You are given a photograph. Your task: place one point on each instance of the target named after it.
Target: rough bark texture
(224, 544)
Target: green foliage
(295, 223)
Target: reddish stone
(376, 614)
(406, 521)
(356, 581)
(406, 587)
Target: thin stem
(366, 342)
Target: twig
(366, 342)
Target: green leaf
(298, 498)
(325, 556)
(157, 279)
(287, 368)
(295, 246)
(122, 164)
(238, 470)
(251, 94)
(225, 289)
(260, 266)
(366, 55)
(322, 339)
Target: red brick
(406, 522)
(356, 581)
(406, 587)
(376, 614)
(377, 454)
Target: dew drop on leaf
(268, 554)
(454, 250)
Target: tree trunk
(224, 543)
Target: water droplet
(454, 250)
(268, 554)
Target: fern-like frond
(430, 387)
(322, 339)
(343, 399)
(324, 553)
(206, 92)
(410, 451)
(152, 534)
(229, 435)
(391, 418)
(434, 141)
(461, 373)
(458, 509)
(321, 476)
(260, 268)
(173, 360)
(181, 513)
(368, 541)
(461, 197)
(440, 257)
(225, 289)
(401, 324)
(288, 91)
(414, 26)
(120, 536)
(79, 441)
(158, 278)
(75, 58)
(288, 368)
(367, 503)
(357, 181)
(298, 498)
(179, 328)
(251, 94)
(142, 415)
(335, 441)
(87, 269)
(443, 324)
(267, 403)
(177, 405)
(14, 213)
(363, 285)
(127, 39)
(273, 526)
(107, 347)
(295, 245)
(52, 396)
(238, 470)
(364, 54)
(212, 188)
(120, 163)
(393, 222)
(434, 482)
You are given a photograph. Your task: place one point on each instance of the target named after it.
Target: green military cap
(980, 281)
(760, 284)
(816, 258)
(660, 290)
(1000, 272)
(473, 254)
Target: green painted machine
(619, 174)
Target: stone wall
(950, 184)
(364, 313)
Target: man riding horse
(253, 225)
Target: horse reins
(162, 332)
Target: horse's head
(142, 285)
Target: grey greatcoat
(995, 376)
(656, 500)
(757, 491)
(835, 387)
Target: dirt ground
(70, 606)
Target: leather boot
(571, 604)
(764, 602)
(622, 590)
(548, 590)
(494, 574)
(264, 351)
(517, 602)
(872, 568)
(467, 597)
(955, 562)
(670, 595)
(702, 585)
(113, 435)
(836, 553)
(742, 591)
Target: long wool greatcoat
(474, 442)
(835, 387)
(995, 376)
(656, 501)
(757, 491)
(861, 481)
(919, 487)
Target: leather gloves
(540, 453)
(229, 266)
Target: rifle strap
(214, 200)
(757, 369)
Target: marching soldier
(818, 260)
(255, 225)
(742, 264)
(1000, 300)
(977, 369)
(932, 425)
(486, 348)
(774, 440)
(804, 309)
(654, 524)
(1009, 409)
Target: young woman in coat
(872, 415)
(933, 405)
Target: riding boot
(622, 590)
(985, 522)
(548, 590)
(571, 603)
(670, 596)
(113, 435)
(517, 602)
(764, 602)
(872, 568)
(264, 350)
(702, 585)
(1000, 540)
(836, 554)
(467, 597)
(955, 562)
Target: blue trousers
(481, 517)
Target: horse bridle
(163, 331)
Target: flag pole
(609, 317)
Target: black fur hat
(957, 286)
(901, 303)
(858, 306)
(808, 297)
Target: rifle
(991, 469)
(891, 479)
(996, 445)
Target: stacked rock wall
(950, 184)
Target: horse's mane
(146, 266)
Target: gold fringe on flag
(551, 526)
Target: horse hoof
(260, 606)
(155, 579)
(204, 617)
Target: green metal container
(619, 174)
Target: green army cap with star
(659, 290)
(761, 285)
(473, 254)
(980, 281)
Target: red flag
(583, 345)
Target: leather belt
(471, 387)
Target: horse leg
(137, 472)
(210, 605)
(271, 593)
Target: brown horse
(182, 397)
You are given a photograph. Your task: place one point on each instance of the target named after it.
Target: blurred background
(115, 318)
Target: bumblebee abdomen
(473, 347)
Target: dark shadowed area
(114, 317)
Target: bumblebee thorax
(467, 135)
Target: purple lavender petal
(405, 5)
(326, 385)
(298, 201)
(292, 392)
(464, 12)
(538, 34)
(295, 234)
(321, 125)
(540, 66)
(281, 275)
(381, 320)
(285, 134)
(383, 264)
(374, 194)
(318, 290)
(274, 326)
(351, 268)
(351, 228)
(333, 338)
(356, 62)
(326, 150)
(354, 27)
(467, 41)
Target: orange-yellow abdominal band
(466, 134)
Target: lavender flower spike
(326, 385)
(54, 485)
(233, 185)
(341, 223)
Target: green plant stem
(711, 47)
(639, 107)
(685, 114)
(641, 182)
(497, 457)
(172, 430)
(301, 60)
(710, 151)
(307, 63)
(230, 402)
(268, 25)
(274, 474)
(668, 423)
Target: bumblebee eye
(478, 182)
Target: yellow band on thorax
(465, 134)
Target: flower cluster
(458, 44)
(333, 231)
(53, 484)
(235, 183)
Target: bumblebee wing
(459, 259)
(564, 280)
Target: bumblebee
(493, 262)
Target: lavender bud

—————

_WHAT IS BEING ASKED_
Your answer should be exactly the lines of the material above, starting at the one that holds "Target: black fur hat" and ending with the last.

_EXPECTED OUTPUT_
Target: black fur hat
(957, 286)
(901, 303)
(858, 306)
(808, 297)
Target: rifle
(991, 469)
(891, 479)
(996, 445)
Target: stacked rock wall
(950, 184)
Target: horse's mane
(146, 266)
Target: gold fringe on flag
(551, 526)
Target: horse hoof
(260, 606)
(155, 579)
(204, 617)
Target: green metal container
(619, 174)
Target: green army cap with star
(659, 290)
(761, 285)
(473, 254)
(980, 281)
Target: red flag
(583, 345)
Target: leather belt
(471, 387)
Target: horse leg
(137, 472)
(210, 605)
(271, 593)
Target: brown horse
(182, 397)
You are given a photograph. Your task: place one point on each instance of the target named after it.
Target: blurred background
(115, 318)
Target: bumblebee abdomen
(473, 347)
Target: dark shadowed area
(114, 317)
Target: bumblebee thorax
(467, 135)
Target: purple lavender petal
(405, 5)
(326, 385)
(298, 201)
(292, 392)
(464, 12)
(538, 34)
(295, 234)
(321, 125)
(540, 66)
(281, 275)
(381, 320)
(285, 134)
(383, 264)
(374, 194)
(318, 290)
(274, 326)
(351, 268)
(351, 228)
(333, 338)
(356, 62)
(326, 150)
(354, 27)
(467, 41)
Target: orange-yellow abdominal band
(466, 134)
Target: lavender flower spike
(326, 385)
(54, 485)
(233, 185)
(341, 223)
Target: green plant stem
(711, 47)
(639, 107)
(685, 114)
(641, 182)
(497, 457)
(172, 430)
(301, 60)
(710, 151)
(307, 63)
(230, 402)
(268, 25)
(274, 474)
(668, 423)
Target: bumblebee eye
(478, 182)
Target: yellow band on thorax
(465, 134)
Target: flower cluster
(458, 44)
(333, 231)
(53, 484)
(235, 183)
Target: bumblebee wing
(459, 259)
(564, 280)
Target: bumblebee
(493, 262)
Target: lavender bud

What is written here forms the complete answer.